* **The problem**
Gather every line of the material below that contains the string "field", copying each line unchanged.

--- Supplied entries ---

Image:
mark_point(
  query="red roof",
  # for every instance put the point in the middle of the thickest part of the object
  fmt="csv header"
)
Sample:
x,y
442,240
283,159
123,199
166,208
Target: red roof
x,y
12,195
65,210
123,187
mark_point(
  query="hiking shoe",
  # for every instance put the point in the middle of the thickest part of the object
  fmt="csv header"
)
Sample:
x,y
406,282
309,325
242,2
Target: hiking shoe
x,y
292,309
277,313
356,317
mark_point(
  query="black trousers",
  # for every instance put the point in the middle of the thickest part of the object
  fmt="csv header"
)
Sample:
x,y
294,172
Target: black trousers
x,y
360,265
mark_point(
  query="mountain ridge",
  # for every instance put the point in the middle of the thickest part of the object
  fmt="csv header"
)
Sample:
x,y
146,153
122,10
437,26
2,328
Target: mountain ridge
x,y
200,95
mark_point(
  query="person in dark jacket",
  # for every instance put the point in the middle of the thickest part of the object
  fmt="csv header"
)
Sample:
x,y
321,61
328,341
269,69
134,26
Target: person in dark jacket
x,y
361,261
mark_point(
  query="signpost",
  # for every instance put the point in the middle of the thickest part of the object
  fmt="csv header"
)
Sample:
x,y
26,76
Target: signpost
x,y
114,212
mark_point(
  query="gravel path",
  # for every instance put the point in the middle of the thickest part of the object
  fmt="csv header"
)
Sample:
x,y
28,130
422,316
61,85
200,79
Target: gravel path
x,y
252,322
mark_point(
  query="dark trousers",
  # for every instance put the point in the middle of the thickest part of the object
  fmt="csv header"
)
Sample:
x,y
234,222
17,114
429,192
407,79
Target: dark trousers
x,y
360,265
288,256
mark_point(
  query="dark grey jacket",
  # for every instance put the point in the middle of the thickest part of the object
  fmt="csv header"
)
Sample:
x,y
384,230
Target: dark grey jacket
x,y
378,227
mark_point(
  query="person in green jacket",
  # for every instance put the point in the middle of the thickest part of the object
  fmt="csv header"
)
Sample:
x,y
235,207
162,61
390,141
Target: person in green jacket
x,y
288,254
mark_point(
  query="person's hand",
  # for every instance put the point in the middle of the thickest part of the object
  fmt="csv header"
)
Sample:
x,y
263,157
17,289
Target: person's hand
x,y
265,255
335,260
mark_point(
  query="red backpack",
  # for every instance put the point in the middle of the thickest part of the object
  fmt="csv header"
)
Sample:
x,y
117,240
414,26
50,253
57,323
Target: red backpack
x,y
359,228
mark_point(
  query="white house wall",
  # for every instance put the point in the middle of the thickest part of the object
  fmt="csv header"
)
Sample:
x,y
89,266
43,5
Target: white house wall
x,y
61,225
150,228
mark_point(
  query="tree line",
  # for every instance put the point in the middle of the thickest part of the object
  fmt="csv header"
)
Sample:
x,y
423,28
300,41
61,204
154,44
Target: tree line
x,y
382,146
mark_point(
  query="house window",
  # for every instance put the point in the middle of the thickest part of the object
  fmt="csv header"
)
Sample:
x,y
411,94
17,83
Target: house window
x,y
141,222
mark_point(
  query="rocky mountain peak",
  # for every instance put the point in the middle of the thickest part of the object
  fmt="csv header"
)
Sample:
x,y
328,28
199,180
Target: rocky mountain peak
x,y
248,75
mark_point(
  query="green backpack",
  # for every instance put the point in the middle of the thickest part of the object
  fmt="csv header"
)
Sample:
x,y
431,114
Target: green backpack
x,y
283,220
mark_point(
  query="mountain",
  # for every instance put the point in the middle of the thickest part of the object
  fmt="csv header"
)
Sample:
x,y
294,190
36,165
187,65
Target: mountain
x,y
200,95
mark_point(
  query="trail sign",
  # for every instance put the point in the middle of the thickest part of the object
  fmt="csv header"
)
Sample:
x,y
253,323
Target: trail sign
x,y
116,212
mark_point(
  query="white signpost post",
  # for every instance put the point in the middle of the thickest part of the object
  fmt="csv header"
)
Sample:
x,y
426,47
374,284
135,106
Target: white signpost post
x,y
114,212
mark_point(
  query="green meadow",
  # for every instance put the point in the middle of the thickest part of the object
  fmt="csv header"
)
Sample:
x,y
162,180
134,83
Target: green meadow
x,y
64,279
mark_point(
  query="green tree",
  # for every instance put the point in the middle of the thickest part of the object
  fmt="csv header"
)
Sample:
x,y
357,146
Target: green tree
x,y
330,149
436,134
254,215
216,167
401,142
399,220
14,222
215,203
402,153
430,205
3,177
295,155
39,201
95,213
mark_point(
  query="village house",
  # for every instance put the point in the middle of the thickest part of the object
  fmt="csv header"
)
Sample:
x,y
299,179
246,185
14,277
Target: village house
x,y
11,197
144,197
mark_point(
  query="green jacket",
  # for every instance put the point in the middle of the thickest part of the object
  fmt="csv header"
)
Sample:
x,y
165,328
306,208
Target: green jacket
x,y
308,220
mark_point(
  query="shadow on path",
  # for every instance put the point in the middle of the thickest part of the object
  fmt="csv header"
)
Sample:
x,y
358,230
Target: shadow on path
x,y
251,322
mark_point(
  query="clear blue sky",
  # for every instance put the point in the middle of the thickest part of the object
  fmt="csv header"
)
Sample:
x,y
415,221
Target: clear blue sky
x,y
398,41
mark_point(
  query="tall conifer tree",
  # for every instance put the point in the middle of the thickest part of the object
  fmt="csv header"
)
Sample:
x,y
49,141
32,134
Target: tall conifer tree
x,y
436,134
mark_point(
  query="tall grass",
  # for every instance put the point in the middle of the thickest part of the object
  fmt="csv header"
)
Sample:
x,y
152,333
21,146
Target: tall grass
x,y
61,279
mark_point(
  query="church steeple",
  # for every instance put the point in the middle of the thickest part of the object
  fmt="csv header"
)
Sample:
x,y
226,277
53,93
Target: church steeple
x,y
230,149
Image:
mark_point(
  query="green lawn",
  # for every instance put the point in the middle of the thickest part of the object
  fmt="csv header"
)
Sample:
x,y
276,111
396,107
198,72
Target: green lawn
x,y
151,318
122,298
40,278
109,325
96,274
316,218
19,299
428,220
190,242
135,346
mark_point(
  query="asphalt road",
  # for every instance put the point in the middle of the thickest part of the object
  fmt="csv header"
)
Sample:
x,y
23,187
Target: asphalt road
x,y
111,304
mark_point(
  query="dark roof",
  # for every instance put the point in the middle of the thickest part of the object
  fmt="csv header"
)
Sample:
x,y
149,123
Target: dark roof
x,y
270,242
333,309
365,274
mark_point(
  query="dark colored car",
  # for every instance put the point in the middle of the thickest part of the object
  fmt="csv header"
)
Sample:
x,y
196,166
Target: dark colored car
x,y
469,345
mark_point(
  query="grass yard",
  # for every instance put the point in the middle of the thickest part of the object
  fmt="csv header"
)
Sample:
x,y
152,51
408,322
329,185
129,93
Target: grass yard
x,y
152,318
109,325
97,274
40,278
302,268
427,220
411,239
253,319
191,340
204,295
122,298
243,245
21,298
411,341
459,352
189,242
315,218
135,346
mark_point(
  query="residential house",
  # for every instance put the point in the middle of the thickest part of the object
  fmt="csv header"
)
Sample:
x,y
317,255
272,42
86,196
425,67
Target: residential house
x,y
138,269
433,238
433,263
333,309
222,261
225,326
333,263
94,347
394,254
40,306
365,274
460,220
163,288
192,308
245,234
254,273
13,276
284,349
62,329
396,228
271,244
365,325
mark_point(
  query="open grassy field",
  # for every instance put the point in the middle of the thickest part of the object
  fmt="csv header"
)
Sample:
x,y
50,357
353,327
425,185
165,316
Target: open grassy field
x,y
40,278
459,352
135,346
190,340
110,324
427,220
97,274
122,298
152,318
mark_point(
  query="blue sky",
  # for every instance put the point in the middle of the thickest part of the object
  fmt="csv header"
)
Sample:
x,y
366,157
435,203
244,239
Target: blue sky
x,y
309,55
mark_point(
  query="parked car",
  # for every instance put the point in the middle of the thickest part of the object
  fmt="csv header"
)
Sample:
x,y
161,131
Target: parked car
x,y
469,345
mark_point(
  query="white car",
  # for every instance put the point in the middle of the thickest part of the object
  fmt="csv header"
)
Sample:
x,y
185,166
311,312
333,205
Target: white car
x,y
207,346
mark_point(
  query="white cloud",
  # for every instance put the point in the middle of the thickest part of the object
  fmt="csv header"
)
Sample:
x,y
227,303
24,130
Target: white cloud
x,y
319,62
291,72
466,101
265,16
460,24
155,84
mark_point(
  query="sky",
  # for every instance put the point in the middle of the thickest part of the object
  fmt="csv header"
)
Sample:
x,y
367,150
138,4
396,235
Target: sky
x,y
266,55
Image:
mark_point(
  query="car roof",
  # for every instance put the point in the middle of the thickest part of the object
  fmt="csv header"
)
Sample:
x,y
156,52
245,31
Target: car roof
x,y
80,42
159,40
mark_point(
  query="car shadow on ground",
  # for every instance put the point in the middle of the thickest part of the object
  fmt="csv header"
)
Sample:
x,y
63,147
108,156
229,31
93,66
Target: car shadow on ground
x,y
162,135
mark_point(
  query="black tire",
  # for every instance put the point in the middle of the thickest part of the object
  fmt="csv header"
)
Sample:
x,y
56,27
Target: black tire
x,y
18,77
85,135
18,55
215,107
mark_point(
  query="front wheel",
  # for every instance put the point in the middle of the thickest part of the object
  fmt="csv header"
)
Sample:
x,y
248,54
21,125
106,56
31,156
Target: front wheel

---

* **Exercise output**
  query="open grassy field",
Target: open grassy field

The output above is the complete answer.